Lesetext |
----------
Nicht minder interessant ist das Material, das Roth zur Entwicklung von Marianne Weber präsentiert. Sie nimmt hier die Konturen einer selbstbewussten und in vieler Hinsicht durchaus modernen Bürgertochter an, die zwar zum einen gewillt war, ihren Mann zu produktiven Höchstleistungen zu treiben und ihm hierfür alle Steine aus dem Weg zu räumen, die zum anderen aber auch ihren Anspruch geltend machte, selbst wissenschaftlich zu arbeiten, was für eine Professorengattin zu Beginn des 20. Jahrhunderts noch keineswegs typisch war und was auch nur von wenigen Gelehrten toleriert bzw. unterstützt wurde. Die in einem noch druckfrischen Sammelband dokumentierte Einsicht, dass Marianne Weber selbst gedacht und geschrieben und überdies ihren Mann als Autor etabliert hat, dass ihre Publikationen also keineswegs (nur) auf Max Weber zurückgingen, deutet Roth also bereits an. Ohnehin setzt er auch in diesem Kontext einige neue Akzente. So lässt er das überhaupt erste Kapitel, das sich dezidiert mit Max Weber und seiner Frau beschäftigt, erst auf Seite 539 beginnen--sein Hauptinteresse gilt eben tatsächlich den familiären Wurzeln--und überschreibt das darauf folgende und zugleich letzte Kapitel "Marianne Weber und ihr Kreis." Hier wird das Leben der Ehefrau mit der gebotenen Ernsthaftigkeit bis zu ihrem Tode weiterverfolgt und nicht nur als kurzes Nachspiel eines viel früher zu Ende gegangenen, aber deutlich prominenteren männlichen Lebens verstanden.

Trotz dieser unbestrittenen Stärken hinterlässt das Buch keinen ungetrübt positiven Eindruck: Oftmals begnügt sich Roth mit der Aneinanderreihung von Fakten und Quelleneinschüben, wo eine analytische Aufbereitung der immensen Stofffülle wünschenswert und Erklärung statt Beschreibung notwendig gewesen wäre. Auch der Stil des Autors lässt manche Wünsche offen. Zum einen offenbart er eine ausgeprägte Vorliebe für kleinste Details und lange, teilweise ermüdende Zitate. Zum anderen setzt er ausgesprochen viel Vorwissen voraus. Bereits in der Einleitung schwirrt es nur so von Namen und Familienbeziehungen, die sich--da nicht systematisch eingeführt--eigentlich nur dem Weber-Experten erschließen können. Roth fiel es beim Schreiben offenbar schwer, sich einen Leser vorzustellen, der Marianne Webers Lebensbild nicht kennt und in allen Einzelheiten erinnert. Darüber hinaus wird die Lesbarkeit des voluminösen Buches auch durch die an sich mutige Entscheidung beeinträchtigt, keine klassische Biographie anstreben zu wollen. Damit entspricht er durchaus den Erwartungen, die in der Diskussion um moderne Formen der historischen Biographie--und hier vor allem im Anschluss an Pierre Bourdieus Warnungen vor der "biographischen Illusion"--immer wieder formuliert werden: Um Brüche, Verwerfungen und Diskontinuitäten wahrzunehmen und nicht die Illusion eines in sich geschlossenen, kohärenten und durchgängig sinnerfüllten Lebens zu erzeugen, solle man--so heißt es in jüngster Zeit häufig--auf die klassische biographische Erzählung verzichten und einzelne Elemente nebeneinander stellen, also das tun, was Roth in seinem Buch praktiziert hat. Nach der Lektüre der einzelnen Essays und Exkurse stellt sich aber dann doch die Frage, inwieweit "Leben" gleich ob von Familien, Familienverbänden oder Individuen--bei einem weitgehenden Verzicht auf biographische Narrative überhaupt noch erzählbar und lesbar sind.
----------
Gegebene Daten |
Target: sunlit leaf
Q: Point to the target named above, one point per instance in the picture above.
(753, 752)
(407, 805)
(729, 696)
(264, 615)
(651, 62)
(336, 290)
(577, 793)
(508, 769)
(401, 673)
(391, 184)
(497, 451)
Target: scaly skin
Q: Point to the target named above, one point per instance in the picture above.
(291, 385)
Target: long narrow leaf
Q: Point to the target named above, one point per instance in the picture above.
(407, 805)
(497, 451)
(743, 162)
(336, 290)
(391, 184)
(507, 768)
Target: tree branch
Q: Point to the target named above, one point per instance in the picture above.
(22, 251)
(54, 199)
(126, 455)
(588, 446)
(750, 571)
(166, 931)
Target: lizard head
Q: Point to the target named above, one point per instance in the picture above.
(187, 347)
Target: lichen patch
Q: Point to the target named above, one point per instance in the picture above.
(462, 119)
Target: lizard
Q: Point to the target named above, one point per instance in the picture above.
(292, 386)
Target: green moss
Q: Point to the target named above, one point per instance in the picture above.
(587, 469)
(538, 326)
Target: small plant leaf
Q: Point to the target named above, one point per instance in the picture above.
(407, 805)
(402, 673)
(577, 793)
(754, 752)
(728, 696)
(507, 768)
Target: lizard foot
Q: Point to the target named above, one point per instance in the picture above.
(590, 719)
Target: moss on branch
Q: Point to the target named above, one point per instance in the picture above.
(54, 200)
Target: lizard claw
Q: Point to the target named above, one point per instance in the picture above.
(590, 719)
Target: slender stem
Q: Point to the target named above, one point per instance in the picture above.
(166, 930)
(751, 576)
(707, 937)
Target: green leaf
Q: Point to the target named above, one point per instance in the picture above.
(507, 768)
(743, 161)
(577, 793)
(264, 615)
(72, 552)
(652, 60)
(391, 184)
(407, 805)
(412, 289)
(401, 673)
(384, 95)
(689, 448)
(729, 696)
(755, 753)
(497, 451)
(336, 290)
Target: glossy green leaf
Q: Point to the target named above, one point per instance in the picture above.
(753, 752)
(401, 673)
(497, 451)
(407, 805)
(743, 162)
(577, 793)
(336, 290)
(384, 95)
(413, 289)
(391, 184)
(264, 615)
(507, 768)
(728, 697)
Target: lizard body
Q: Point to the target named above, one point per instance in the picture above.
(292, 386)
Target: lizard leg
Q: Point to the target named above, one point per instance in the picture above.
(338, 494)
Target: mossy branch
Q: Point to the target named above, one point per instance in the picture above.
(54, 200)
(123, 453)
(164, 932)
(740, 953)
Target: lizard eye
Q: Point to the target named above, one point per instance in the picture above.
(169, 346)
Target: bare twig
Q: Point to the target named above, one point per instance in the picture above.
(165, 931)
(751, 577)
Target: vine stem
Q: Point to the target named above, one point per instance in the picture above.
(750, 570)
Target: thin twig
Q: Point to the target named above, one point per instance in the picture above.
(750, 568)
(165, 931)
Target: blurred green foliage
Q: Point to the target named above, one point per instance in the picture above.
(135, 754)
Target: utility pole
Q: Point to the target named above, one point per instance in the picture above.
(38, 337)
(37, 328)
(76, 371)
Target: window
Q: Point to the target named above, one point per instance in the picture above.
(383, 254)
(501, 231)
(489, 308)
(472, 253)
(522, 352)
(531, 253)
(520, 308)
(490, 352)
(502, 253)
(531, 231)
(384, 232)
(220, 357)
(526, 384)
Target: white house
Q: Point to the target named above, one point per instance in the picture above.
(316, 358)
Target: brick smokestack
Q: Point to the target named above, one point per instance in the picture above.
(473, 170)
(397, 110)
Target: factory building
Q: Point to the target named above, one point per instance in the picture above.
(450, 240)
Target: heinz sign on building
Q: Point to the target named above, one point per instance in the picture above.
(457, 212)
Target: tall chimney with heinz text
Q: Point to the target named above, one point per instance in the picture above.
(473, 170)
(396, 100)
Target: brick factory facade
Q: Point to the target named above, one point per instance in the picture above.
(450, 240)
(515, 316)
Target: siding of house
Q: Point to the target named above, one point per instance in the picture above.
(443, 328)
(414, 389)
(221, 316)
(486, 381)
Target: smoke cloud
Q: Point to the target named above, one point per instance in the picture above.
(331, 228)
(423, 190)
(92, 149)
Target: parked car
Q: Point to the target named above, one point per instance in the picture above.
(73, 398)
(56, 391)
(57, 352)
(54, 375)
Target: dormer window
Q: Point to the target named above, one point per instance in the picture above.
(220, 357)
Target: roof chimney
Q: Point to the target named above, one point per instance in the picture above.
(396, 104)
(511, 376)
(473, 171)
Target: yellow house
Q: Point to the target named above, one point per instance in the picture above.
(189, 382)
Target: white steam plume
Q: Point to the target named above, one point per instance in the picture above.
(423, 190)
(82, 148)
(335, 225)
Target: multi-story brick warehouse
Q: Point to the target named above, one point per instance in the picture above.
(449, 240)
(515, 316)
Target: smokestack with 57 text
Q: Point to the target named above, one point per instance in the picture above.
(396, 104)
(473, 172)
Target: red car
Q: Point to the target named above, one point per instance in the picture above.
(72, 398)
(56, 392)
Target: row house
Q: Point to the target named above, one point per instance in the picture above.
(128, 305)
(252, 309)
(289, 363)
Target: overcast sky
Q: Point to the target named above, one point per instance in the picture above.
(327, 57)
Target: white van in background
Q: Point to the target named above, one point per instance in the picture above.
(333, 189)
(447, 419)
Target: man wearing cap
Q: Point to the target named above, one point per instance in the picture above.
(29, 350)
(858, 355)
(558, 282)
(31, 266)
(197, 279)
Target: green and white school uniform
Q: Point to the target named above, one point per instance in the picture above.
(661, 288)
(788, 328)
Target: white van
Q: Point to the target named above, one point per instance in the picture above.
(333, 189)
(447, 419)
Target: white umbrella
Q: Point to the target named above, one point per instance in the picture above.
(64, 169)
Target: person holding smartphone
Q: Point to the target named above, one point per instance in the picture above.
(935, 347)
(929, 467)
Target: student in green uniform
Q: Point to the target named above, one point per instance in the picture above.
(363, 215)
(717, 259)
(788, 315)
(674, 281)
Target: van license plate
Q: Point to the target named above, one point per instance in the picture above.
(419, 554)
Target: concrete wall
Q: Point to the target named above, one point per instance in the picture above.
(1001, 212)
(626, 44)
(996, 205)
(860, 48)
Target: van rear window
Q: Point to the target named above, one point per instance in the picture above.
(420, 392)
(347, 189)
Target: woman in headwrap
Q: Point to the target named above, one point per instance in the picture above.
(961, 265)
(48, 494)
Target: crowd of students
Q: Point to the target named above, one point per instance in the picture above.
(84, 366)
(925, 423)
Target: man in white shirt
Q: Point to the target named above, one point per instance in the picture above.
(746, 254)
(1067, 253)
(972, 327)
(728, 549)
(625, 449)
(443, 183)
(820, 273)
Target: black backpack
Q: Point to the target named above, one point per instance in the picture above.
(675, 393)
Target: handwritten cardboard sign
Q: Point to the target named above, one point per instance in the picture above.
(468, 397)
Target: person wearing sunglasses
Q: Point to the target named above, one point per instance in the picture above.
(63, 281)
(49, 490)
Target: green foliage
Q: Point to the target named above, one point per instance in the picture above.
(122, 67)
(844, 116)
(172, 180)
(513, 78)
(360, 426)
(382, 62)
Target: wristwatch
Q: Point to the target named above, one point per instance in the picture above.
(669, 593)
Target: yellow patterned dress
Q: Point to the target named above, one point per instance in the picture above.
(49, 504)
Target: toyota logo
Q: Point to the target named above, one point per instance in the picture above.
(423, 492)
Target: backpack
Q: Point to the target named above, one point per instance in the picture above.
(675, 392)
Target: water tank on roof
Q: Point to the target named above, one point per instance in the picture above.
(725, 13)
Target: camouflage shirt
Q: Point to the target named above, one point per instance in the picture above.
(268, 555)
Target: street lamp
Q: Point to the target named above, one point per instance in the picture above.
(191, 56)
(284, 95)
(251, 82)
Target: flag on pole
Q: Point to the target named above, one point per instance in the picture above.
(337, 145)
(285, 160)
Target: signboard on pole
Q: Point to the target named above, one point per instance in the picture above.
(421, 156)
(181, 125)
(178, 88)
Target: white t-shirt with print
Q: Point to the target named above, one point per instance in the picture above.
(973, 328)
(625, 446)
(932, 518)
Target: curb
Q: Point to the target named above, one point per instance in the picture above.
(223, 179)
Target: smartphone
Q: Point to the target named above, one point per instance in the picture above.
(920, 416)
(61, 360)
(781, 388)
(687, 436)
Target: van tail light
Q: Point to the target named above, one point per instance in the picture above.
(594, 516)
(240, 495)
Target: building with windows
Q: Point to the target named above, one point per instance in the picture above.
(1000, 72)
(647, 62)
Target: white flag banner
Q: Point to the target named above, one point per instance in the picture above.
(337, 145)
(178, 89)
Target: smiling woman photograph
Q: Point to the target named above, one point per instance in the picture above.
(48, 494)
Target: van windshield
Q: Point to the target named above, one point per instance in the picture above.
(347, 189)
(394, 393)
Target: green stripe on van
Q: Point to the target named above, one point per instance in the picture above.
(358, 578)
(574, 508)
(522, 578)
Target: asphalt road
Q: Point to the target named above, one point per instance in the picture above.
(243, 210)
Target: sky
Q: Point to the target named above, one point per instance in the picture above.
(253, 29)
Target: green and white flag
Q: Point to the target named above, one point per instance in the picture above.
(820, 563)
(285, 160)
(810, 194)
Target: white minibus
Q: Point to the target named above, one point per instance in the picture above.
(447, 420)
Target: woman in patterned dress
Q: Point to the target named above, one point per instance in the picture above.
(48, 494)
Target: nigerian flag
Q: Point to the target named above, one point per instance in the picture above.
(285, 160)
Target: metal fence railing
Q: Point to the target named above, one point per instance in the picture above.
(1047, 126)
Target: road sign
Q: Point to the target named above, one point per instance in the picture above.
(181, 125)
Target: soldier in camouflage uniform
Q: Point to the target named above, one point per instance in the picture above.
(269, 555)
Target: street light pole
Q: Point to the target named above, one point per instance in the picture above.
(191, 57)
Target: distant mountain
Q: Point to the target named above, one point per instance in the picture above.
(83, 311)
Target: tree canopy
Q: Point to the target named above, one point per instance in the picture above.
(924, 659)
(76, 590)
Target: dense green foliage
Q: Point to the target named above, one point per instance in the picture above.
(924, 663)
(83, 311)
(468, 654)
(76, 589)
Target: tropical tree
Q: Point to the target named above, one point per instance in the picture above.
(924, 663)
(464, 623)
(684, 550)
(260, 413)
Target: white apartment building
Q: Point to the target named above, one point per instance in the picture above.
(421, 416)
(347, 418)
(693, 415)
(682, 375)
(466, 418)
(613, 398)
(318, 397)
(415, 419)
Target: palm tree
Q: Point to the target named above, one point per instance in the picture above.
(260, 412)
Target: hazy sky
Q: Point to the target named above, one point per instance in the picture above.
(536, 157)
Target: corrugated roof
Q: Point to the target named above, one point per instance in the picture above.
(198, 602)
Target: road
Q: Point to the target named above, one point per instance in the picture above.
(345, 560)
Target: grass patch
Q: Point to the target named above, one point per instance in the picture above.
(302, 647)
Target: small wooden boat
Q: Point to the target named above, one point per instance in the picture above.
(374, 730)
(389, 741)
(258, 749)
----------
Aufgabe |
Prüfen Sie, ob die Aussagen 1. bis 3. mit dem Lesetext übereinstimmen. Beantworten Sie jede mit Ja oder Nein, und zitieren Sie wörtlich die Textstelle, die den Ausschlag gibt.
1. Das erste Kapitel, das sich ausdrücklich mit Max Weber und seiner Frau befasst, beginnt erst auf Seite 539.
2. Roth setzt bei seinen Lesern nur wenig Vorwissen voraus.
3. Roth hat sich entschieden, eine klassische Biographie zu schreiben.
Die Datensätze spielen hierfür keine Rolle.

Lösung |
1. Ja: „So lässt er das überhaupt erste Kapitel, das sich dezidiert mit Max Weber und seiner Frau beschäftigt, erst auf Seite 539 beginnen“
2. Nein: „Zum anderen setzt er ausgesprochen viel Vorwissen voraus.“
3. Nein: „die an sich mutige Entscheidung beeinträchtigt, keine klassische Biographie anstreben zu wollen“